Enunciado. Dê sequência à crítica sobre Week-End à Francesa, começando logo depois do último parágrafo apresentado.

Artigo.
Perito em trazer as reações mais extremadas de amor e ódio de um espectador, Jean-Luc Godard talvez atinja o ápice dessa polarização com Week-End à Francesa, um road movie que poderia ser tão promissor quanto O Demônio das Onze Horas não fosse o radicalismo estético do diretor. É bastante evidente que ao longo de toda sua filmografia, Godard não dá a mínima para a narrativa, a fragmentando e diluindo sempre que possível.
Enquanto o gênero do road movie é convidativo para esse estilo caótico de Godard criar uma boa história, o diretor simplesmente consegue quebrar até mesmo a nossa percepção sobre o gênero. Week-End é apenas caos, anarquia e radicalismo. E Godard nos engana muito bem com os primeiros minutos de exibição.
Uma Viagem Alucinante
A desculpa narrativa para Godard conseguir vender uma sinopse é bastante simples e interessante sendo capaz de render uma boa história, caso ele estivesse com vontade de conta-la. Acompanhamos a jornada do casal Durand, Corinne (Mireille Darc) e Rolan (Jean Yanne), interessados em matar o pai de Corinne para conseguirem uma bolada milionária do seguro de vida. Sabendo que o velho cairá em uma armadilha armada há um tempo, o casal parte para Oinville na esperança de conquistar o dinheiro. O problema é que essa jornada será um verdadeiro terror já que a civilização parece ruir conforme viajam.
Com a aproximação das ideias de Bertolt Brecht sobre arte e cultura como muito explicitado em A Chinesa, Godard finalmente tem a desculpa perfeita para fazer seu filme manifesto totalmente desgarrado da narrativa. Se antes o intuito era subverte-la com a fragmentação, Godard agora quer destruí-la por completo em prol de mandar recados políticos e ideológicos para sua audiência.
Mas destruir uma farsa em questão de poucos minutos é burrice e o diretor sabe muito bem disso. Primeiro, oferece o plano criminoso, o objetivo. Depois, traz um conto erótico repleto de canastrice para suprir as demandas sobre sexo que as narrativas convencionais sempre flertam. Então temos a jornada, inicialmente cômica e fascinante, estabelecendo os protagonistas como dois fanfarrões detestáveis ignorantes que buscam a riqueza fugaz da burguesia.

Material fornecido.
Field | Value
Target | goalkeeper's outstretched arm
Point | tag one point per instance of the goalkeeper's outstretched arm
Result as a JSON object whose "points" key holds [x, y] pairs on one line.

Resultado do exercício.
Como são aproveitadores dispostos a tudo, atravessam o maior engarrafamento da História do Cinema na contramão. Em um travelling lateral que dura praticamente quatro minutos intermináveis, repletos de efeitos sonoros de buzinas irritantes, Godard mostra toda a indiferença dos motoristas e passageiros com a causa do engarrafamento, xingando à exaustão os aproveitadores que cortam o trânsito. É aqui que Godard passa a trabalhar com o caos mostrando diversos acidentes de veículos ao longo de 2/3 da obra.
Depois, praticamente não há mais narrativa, mas sim diversos encontros aleatórios que o casal tem com figuras históricas, divindades e um pianista (sendo esse o melhor trecho dessas bizarrices). Godard utiliza diversos intertítulos que ele julga engraçados para brincar e irritar o espectador, além de já se repetir com as quebras de quarta parede evidenciando que tudo aquilo retratado é um filme e que os personagens têm consciência de serem fictícios. Assim como muita coisa na filmografia dele, é um conceito rico e interessante, mas apenas alfinetado e nunca explorado com mais interesse.
Godard simplesmente é um refém de suas próprias ideias das quais geralmente muitas são ruins e que sempre retiram o espaço para as boas respirarem e agradarem o espectador. Na invenção da linguagem, Godard chega até mesmo a brincar com a progressão dos fotogramas físicos do filme, os descarrilando para ilustrar um acidente automobilístico. Novamente, uma boa ideia e, talvez, uma das últimas que prestem apresentadas em Week-End.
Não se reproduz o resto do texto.